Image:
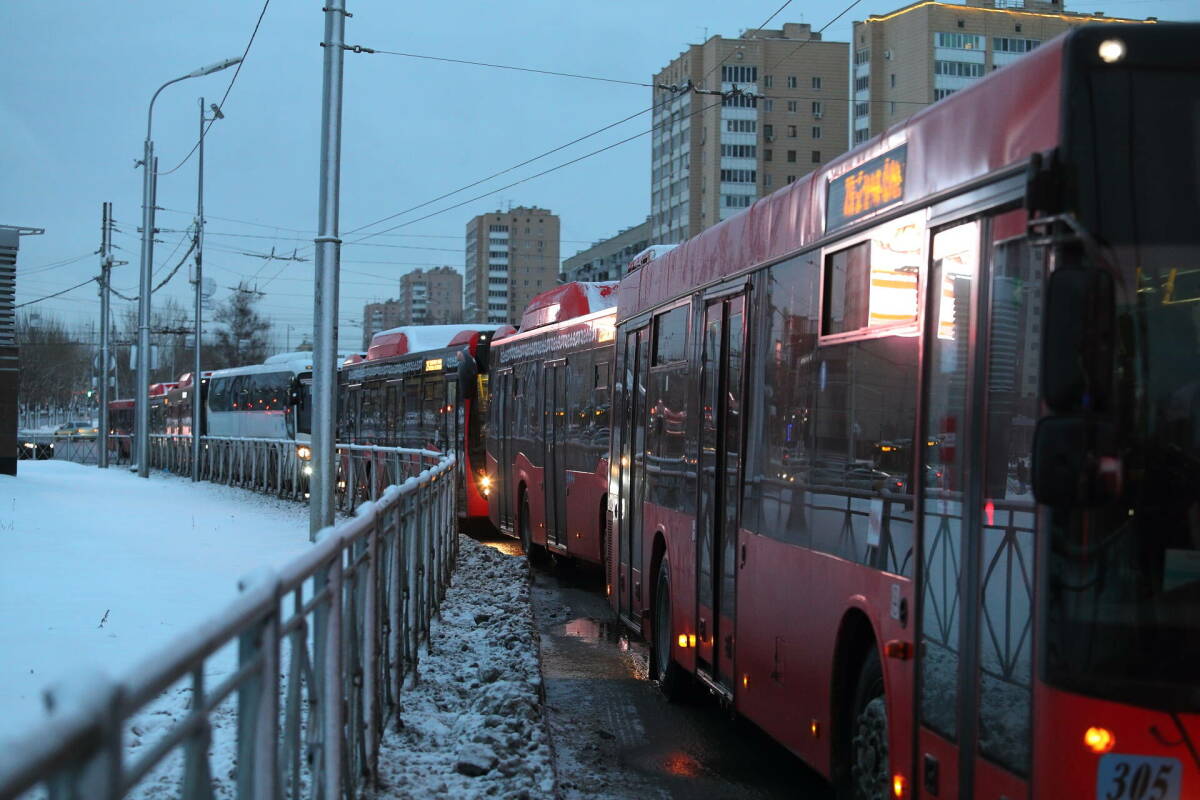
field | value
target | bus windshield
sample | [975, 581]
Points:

=======

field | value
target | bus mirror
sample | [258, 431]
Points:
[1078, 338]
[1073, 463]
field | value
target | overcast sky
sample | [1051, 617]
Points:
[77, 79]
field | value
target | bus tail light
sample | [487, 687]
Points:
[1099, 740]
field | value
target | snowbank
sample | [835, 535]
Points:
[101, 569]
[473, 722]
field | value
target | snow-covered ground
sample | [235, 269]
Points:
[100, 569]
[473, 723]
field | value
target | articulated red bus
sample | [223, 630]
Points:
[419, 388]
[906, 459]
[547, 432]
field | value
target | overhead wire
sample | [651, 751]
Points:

=======

### Exercise prompt
For the string "target", find every line of the material that contains it, and copy each one.

### Finished task
target | bus windshield
target | bus mirror
target | overcast sky
target | bus tail light
target | snowbank
target | snow-covered ground
target | articulated red bus
target | overhead wire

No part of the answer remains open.